- [EXCERPT TO READ]:
____

The psychologists asked female students studying biology, chemistry, and engineering to take a very tough math test. All the students were greeted by a senior math major who wore a T-shirt displaying Einstein’s E=mc2 equation. For some volunteers, the math major was male. For others, the math major was female. This tiny tweak made a difference: Women attempted more questions on the tough math test when they were greeted by a female math major rather than a male math major. On psychological tests that measured their unconscious attitudes toward math, the female students showed a stronger self-identification with math when the math major who had greeted them was female. When they were greeted by the male math major, women had significantly higher negative attitudes toward math.
In a more ambitious experiment organized with the university’s math department, the psychologists evaluated how undergraduates performed when they had male or female math professors.
They measured, for instance, how often each student responded to questions posed by professors to the classroom as a whole. At the start of the semester, 11 percent of the female students attempted to answer questions posed to the entire class when the professor was male, and 7 percent of the female students attempted to answer questions posed to the entire class when the professor was female. By the end of the semester, the number of female students who attempted to answer questions posed by a male professor had not changed significantly: Only 7 percent of the women tried to answer such questions. But when classes were taught by a woman, the percentage of female students who attempted to answer questions by the semester’s end rose to 46.
The researchers also measured how often students approached professors for help after class. Around 12 percent of the female students approached both male and female professors for help at the start of the semester. The number of female students approaching female professors was 14 percent at the end of the semester. But the number of female students asking for help from a male professor dropped to zero.

____

- [RECORD SET]:
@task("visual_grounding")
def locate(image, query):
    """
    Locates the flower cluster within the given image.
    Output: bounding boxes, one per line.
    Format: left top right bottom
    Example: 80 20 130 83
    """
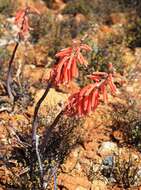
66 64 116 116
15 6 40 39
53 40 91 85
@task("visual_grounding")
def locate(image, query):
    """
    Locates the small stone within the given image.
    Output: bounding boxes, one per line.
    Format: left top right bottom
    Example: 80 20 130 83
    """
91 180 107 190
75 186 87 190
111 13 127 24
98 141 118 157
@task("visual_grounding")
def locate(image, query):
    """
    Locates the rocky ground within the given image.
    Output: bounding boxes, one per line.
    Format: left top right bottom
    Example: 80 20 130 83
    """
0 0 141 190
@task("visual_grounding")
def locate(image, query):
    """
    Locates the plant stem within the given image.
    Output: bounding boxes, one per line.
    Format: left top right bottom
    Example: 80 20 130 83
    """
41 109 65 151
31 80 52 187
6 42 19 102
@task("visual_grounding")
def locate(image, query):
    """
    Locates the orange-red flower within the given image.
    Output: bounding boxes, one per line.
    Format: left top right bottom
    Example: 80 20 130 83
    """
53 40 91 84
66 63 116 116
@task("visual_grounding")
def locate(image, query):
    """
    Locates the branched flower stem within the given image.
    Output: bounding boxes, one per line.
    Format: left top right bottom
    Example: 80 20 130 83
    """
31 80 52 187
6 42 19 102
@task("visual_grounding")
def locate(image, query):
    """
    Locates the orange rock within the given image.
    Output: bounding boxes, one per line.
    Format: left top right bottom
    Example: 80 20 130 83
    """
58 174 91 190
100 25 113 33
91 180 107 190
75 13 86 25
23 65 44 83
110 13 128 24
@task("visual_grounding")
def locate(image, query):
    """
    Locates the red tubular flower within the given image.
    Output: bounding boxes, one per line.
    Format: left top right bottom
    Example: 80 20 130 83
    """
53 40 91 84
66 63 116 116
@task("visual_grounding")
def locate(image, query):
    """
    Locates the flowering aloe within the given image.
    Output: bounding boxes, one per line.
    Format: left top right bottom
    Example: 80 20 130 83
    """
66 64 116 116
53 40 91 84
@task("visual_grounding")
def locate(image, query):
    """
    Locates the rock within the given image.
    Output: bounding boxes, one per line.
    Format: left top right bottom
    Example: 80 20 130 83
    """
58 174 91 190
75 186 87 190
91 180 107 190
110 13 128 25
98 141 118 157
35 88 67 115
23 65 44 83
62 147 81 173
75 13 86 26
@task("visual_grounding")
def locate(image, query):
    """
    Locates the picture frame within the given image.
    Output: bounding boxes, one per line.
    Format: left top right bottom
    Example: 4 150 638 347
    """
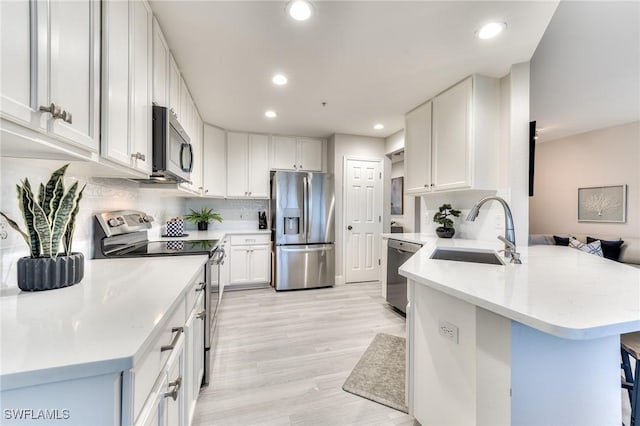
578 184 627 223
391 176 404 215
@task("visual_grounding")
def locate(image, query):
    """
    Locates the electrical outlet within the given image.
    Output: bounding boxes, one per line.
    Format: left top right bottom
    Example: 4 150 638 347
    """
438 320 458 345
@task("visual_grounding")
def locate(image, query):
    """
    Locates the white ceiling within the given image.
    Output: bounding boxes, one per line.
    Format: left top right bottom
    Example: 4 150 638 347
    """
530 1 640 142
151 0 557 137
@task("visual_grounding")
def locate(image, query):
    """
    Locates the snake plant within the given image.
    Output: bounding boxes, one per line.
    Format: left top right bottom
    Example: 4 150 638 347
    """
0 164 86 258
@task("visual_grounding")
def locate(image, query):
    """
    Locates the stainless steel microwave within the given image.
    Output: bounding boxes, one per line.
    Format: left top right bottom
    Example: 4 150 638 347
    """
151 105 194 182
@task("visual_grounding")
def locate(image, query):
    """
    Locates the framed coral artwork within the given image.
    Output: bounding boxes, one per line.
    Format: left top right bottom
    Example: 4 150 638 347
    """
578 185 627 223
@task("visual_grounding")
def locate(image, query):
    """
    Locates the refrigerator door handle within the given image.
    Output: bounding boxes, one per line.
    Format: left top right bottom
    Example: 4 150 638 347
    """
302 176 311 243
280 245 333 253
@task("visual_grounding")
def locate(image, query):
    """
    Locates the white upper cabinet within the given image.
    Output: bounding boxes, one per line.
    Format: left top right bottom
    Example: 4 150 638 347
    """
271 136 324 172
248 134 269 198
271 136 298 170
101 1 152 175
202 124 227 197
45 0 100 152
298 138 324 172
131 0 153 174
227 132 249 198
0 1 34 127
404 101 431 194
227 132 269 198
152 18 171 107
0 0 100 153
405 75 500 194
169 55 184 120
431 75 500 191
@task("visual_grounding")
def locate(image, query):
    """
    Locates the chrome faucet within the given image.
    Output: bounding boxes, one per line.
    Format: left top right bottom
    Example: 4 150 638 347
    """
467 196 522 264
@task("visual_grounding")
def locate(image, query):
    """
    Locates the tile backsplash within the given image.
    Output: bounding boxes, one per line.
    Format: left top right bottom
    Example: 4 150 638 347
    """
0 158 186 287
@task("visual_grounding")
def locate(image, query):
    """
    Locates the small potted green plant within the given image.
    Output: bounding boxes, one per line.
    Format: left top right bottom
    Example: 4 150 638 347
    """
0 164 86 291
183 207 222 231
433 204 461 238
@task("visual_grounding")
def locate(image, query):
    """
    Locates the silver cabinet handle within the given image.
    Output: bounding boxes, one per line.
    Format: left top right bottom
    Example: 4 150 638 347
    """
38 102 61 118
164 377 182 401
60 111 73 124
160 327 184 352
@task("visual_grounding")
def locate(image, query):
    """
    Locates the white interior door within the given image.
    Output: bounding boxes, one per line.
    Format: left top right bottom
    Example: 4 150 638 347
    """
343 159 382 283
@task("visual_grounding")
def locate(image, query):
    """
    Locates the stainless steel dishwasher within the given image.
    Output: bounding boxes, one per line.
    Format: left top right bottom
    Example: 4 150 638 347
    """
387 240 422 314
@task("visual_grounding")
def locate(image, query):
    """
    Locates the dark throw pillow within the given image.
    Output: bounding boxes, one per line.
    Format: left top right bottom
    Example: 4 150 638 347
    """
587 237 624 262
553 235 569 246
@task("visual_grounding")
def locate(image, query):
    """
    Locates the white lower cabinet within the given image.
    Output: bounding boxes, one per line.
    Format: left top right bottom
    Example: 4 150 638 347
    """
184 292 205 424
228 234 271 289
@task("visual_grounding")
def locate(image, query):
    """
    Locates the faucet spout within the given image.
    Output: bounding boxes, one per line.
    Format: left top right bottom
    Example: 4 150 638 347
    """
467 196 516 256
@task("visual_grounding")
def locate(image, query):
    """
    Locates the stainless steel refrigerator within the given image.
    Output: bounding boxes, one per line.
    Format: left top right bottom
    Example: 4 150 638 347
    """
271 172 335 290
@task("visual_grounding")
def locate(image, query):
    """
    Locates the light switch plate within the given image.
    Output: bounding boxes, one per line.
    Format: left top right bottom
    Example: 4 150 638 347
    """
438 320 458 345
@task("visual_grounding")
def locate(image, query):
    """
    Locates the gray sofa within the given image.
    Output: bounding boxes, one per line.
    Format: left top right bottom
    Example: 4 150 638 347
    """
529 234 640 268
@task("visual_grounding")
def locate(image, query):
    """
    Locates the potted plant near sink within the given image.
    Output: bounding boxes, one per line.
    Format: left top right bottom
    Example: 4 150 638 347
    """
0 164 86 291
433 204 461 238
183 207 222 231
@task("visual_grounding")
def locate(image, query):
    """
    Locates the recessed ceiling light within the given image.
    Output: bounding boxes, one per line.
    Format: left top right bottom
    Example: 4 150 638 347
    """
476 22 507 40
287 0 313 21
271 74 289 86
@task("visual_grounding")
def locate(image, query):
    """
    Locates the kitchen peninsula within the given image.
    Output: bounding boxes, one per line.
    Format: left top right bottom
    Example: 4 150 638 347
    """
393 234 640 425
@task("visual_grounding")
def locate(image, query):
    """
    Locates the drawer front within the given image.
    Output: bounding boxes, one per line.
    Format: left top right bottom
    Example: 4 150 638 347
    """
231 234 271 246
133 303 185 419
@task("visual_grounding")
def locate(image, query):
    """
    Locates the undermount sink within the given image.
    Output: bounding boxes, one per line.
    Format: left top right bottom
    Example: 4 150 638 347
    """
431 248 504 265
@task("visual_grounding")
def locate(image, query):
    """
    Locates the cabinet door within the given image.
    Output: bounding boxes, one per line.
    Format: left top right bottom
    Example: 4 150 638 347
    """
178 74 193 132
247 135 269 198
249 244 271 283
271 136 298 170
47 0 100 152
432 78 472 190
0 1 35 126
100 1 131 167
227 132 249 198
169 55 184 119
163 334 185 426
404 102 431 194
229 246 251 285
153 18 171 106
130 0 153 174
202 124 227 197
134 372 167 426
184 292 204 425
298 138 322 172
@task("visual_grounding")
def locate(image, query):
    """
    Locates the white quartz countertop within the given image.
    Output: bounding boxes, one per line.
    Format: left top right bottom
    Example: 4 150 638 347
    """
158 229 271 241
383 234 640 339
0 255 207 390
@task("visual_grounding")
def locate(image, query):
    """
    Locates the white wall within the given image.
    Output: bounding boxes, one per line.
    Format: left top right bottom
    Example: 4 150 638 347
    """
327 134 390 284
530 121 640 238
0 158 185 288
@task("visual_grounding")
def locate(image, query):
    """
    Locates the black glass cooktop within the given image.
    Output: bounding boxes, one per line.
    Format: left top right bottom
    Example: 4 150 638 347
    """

____

- [PROBLEM SET]:
• A. In the passage on math role models, copy everything from "In a more ambitious" down to "female math professors.", swapping "undergraduates" for "students".
• B. In the passage on math role models, name every field of study the female students in the first experiment were pursuing.

- [YOUR WRITTEN ANSWERS]:
• A.
In a more ambitious experiment organized with the university’s math department, the psychologists evaluated how students performed when they had male or female math professors.

• B. Biology, chemistry, and engineering.